-- START Source records --

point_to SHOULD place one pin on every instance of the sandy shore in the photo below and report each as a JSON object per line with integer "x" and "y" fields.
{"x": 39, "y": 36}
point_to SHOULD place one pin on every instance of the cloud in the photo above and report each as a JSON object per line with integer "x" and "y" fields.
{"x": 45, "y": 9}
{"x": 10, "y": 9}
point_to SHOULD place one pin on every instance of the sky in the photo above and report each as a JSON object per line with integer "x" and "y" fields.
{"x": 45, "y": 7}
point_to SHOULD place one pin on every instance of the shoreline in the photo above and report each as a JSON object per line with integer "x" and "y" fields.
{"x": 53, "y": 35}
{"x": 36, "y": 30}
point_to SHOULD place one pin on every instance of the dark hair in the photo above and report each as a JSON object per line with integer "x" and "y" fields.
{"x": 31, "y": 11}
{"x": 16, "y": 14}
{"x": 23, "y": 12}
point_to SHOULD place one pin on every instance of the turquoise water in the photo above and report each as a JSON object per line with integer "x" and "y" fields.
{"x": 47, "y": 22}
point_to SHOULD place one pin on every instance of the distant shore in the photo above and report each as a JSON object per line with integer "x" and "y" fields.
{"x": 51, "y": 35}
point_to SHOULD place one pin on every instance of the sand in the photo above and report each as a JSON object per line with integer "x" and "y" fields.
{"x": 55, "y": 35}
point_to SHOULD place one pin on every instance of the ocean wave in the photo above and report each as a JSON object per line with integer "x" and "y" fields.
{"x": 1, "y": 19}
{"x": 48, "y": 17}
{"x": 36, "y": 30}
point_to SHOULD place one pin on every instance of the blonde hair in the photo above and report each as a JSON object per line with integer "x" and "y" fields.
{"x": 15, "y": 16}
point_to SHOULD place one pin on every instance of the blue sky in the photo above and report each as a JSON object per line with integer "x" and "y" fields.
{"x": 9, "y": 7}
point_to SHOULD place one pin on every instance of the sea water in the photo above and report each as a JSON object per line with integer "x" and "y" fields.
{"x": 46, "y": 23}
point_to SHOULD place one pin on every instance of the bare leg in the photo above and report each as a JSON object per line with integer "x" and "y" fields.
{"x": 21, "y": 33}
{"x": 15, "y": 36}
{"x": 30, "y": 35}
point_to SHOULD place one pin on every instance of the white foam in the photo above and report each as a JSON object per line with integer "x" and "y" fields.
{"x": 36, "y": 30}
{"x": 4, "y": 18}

-- END Source records --

> [Set problem] Copy out the full material exactly as it appears.

> [Full response]
point_to SHOULD place one pin on every instance of the sandy shore in the photo below and report each as a JSON object per line with integer "x" and "y" fields.
{"x": 39, "y": 36}
point_to SHOULD place one pin on every instance of the cloud in the photo above and report each as a JSON object per line with integer "x" and "y" fields.
{"x": 45, "y": 9}
{"x": 10, "y": 9}
point_to SHOULD place one pin on every instance of the sky in the photo above and report each as a JSON object per line with integer "x" and "y" fields.
{"x": 45, "y": 7}
point_to SHOULD place one pin on every instance of the shoreline in the photo above and report each as a JSON object per line with integer "x" and "y" fields.
{"x": 53, "y": 35}
{"x": 36, "y": 30}
point_to SHOULD place one pin on every instance of the dark hair in the photo above and report each as a JSON object per line with integer "x" and "y" fields.
{"x": 31, "y": 11}
{"x": 16, "y": 14}
{"x": 23, "y": 12}
point_to SHOULD place one pin on every instance of the turquoise water in the photo above and report each as a JSON object per line with integer "x" and "y" fields.
{"x": 47, "y": 22}
point_to SHOULD place one pin on every instance of the distant shore in the photo above and report each as a JSON object per line with integer "x" and "y" fields.
{"x": 51, "y": 35}
point_to SHOULD place one pin on every instance of the sand in the photo above and report each as a JSON object per line with integer "x" and "y" fields.
{"x": 55, "y": 35}
point_to SHOULD place one pin on every instance of the ocean wave in the photo above and report each as a JSON object per line with integer "x" and "y" fields.
{"x": 1, "y": 19}
{"x": 48, "y": 17}
{"x": 36, "y": 30}
point_to SHOULD place one pin on every instance of the blonde hair in the photo above and report each as a JSON object per line with integer "x" and "y" fields.
{"x": 15, "y": 16}
point_to SHOULD place one pin on every instance of the blue sky in the photo above and report each as a JSON object per line with integer "x" and "y" fields.
{"x": 9, "y": 7}
point_to SHOULD place one pin on every instance of the sea water in the photo above and report each as a JSON object per line with integer "x" and "y" fields.
{"x": 46, "y": 23}
point_to SHOULD place one pin on every instance of the bare leg in the photo above and report each as a JSON object per line with integer "x" and "y" fields.
{"x": 21, "y": 33}
{"x": 15, "y": 36}
{"x": 30, "y": 35}
point_to SHOULD place one pin on every instance of the white foam in the photo above and report each as a JSON object per line with integer "x" and "y" fields.
{"x": 36, "y": 30}
{"x": 4, "y": 18}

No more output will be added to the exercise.